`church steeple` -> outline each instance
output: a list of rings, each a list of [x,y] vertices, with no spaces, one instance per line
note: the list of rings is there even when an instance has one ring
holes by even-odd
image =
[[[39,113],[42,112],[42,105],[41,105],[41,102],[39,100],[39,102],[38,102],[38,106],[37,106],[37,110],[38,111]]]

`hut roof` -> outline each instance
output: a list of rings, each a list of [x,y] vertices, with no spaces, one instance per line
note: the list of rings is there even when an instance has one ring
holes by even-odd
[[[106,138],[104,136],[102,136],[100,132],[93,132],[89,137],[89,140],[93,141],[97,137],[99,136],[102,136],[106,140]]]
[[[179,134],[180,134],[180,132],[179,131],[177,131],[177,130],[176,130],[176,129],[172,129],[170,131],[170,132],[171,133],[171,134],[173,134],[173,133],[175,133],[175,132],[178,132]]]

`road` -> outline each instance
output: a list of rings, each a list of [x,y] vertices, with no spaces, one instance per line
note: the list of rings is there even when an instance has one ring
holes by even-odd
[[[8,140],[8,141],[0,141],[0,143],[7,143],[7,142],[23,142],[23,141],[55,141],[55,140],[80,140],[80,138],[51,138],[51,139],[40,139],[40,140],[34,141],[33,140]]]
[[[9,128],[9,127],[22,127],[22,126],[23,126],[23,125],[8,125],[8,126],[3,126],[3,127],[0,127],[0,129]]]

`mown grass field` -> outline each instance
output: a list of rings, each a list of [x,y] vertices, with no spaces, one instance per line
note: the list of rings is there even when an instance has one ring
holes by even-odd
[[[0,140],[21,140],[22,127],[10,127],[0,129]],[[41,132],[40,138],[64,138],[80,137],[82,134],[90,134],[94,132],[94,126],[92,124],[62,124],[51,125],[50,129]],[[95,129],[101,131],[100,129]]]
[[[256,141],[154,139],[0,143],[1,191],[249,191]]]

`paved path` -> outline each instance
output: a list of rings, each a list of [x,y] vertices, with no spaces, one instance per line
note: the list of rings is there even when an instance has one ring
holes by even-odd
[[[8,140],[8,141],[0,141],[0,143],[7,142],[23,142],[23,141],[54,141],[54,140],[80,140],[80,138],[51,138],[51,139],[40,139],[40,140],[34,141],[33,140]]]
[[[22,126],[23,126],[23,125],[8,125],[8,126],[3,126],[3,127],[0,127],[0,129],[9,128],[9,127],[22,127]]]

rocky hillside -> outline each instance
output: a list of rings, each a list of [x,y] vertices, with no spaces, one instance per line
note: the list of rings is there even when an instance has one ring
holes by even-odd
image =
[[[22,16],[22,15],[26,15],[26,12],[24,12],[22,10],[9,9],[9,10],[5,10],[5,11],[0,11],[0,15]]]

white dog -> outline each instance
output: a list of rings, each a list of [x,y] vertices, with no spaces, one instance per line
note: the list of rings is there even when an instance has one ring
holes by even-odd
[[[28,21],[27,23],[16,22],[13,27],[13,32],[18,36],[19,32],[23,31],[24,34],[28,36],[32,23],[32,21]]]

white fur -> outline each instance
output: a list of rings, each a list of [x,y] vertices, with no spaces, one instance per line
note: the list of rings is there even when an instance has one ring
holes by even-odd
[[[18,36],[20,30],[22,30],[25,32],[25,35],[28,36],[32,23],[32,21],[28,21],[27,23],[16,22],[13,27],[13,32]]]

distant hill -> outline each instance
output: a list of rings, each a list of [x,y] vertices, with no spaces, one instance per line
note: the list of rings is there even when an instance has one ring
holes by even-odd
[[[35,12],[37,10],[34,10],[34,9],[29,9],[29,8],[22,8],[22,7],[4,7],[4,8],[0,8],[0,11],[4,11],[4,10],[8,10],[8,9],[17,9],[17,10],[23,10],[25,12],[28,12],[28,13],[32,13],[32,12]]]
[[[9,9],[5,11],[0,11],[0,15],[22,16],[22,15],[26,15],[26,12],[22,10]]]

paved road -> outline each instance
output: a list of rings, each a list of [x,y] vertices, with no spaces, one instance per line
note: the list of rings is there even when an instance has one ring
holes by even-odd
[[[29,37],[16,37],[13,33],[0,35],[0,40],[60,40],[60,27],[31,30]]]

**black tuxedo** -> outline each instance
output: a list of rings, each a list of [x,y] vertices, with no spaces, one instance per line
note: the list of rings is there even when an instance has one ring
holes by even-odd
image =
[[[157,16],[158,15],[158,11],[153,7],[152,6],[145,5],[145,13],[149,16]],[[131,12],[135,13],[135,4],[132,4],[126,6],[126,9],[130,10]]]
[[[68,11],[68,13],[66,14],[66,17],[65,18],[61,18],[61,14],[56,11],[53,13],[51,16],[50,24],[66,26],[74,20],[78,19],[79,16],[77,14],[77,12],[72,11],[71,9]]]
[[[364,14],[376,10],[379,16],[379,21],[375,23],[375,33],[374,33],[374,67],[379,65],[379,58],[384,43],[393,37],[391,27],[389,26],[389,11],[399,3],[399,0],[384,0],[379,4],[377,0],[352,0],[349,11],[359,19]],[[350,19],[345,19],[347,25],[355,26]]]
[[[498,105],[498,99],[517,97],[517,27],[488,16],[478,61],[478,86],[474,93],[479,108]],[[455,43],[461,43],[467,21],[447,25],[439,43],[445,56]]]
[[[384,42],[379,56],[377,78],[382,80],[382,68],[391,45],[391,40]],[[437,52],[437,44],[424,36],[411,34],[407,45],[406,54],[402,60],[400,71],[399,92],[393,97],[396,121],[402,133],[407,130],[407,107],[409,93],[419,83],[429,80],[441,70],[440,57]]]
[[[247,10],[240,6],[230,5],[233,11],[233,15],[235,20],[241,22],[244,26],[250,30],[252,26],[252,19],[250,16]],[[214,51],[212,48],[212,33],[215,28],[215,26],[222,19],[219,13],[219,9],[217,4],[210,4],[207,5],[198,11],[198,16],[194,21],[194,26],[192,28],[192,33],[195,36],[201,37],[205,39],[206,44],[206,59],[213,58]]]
····················
• PROBLEM DESCRIPTION:
Give the lines of the data as a JSON list of strings, one string per line and blank lines omitted, running from the line containing "paved road -> outline each instance" through the end of the data, inclusive.

• OUTPUT OF THE TASK:
[
  "paved road -> outline each instance",
  "output: a list of rings, each a list of [x,y] vertices, with no spaces, one instance per line",
  "note: the list of rings is there even when an instance has one ring",
  "holes by even-odd",
  "[[[29,37],[16,37],[13,33],[0,35],[0,40],[60,40],[60,27],[31,30]]]",
  "**black tuxedo** -> outline each instance",
  "output: a list of rings, each a list of [x,y] vertices, with no spaces, one instance per line",
  "note: the list of rings is there even when an instance has one ring",
  "holes by even-odd",
  "image =",
  "[[[157,16],[158,15],[158,11],[153,7],[152,6],[145,5],[145,13],[149,16]],[[131,12],[135,13],[135,4],[132,4],[126,6],[126,9],[130,10]]]",
  "[[[68,11],[68,13],[66,14],[66,17],[65,18],[61,18],[61,14],[56,11],[53,13],[51,16],[50,24],[66,26],[74,20],[78,19],[79,16],[77,14],[77,12],[72,11],[71,9]]]",
  "[[[364,14],[376,10],[379,16],[379,21],[375,23],[375,33],[374,33],[374,67],[379,65],[379,58],[384,43],[393,37],[391,27],[389,26],[389,11],[399,3],[399,0],[384,0],[379,4],[377,0],[352,0],[349,11],[359,19]],[[350,19],[345,19],[347,25],[355,26]]]",
  "[[[498,105],[498,99],[517,97],[517,27],[488,16],[478,61],[478,86],[474,93],[479,108]],[[455,43],[461,43],[467,21],[447,25],[439,43],[445,56]]]",
  "[[[384,42],[379,56],[377,78],[382,80],[382,68],[391,45],[391,40]],[[437,52],[437,44],[424,36],[411,34],[407,45],[406,54],[402,60],[400,71],[399,92],[393,97],[396,121],[402,133],[407,130],[407,107],[409,93],[419,83],[429,80],[441,70],[440,57]]]",
  "[[[247,10],[240,6],[230,5],[233,11],[233,15],[235,20],[241,22],[244,26],[250,30],[252,26],[252,19],[250,16]],[[214,51],[212,48],[212,33],[215,28],[215,26],[222,19],[219,13],[219,9],[217,4],[210,4],[207,5],[198,11],[198,16],[194,21],[194,26],[192,28],[192,33],[195,36],[201,37],[205,39],[206,44],[206,59],[213,58]]]"
]